# Your assignment:
Going down the listing below, print exactly each line from the one with "query | bare tree" up to and including the one with "query | hunter's cap", and skip the rest.

# Data for analysis:
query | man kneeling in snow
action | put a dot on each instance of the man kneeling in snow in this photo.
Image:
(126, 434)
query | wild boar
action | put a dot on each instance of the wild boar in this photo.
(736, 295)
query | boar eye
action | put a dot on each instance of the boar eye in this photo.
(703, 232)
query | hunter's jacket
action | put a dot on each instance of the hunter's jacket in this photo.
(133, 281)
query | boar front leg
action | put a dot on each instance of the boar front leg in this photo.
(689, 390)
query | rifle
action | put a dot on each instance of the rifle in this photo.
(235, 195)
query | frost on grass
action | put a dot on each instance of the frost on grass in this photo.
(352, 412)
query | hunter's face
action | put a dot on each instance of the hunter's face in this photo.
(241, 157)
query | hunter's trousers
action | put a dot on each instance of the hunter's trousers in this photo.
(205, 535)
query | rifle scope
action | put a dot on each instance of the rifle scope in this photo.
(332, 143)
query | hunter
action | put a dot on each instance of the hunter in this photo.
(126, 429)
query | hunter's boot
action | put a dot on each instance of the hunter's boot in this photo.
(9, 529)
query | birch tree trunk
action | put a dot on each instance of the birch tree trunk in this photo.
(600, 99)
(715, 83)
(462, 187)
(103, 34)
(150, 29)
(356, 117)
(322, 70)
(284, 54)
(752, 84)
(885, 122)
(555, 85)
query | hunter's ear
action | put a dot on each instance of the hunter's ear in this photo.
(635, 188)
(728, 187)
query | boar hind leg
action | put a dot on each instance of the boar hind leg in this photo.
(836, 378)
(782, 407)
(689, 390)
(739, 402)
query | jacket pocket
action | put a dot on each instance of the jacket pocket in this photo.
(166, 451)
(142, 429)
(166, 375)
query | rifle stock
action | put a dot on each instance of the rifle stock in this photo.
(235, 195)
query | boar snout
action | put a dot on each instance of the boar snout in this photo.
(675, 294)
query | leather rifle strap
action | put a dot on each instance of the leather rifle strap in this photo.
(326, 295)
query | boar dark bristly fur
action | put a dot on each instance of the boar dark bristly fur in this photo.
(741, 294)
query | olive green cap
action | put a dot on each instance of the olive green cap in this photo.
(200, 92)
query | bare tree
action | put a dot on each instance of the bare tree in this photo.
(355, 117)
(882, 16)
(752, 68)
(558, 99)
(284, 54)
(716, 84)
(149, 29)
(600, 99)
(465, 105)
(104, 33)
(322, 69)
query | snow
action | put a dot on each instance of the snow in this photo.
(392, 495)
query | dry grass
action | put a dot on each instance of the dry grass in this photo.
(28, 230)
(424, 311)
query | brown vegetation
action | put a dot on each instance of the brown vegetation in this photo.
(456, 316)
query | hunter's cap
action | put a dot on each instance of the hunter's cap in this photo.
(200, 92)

# Written solution:
query | bare tree
action | put a dot on each instance of the bare tree in this photo.
(355, 117)
(882, 16)
(752, 68)
(558, 99)
(284, 54)
(716, 84)
(149, 29)
(600, 99)
(465, 105)
(104, 33)
(322, 69)
query | snow
action | put a dot on each instance of the snow in this photo.
(392, 495)
query | dry grass
action | put a dot on each instance of the dry grass in this photo.
(28, 230)
(424, 311)
query | brown vegetation
action | put a dot on each instance of the brown vegetation in this photo.
(456, 316)
query | hunter's cap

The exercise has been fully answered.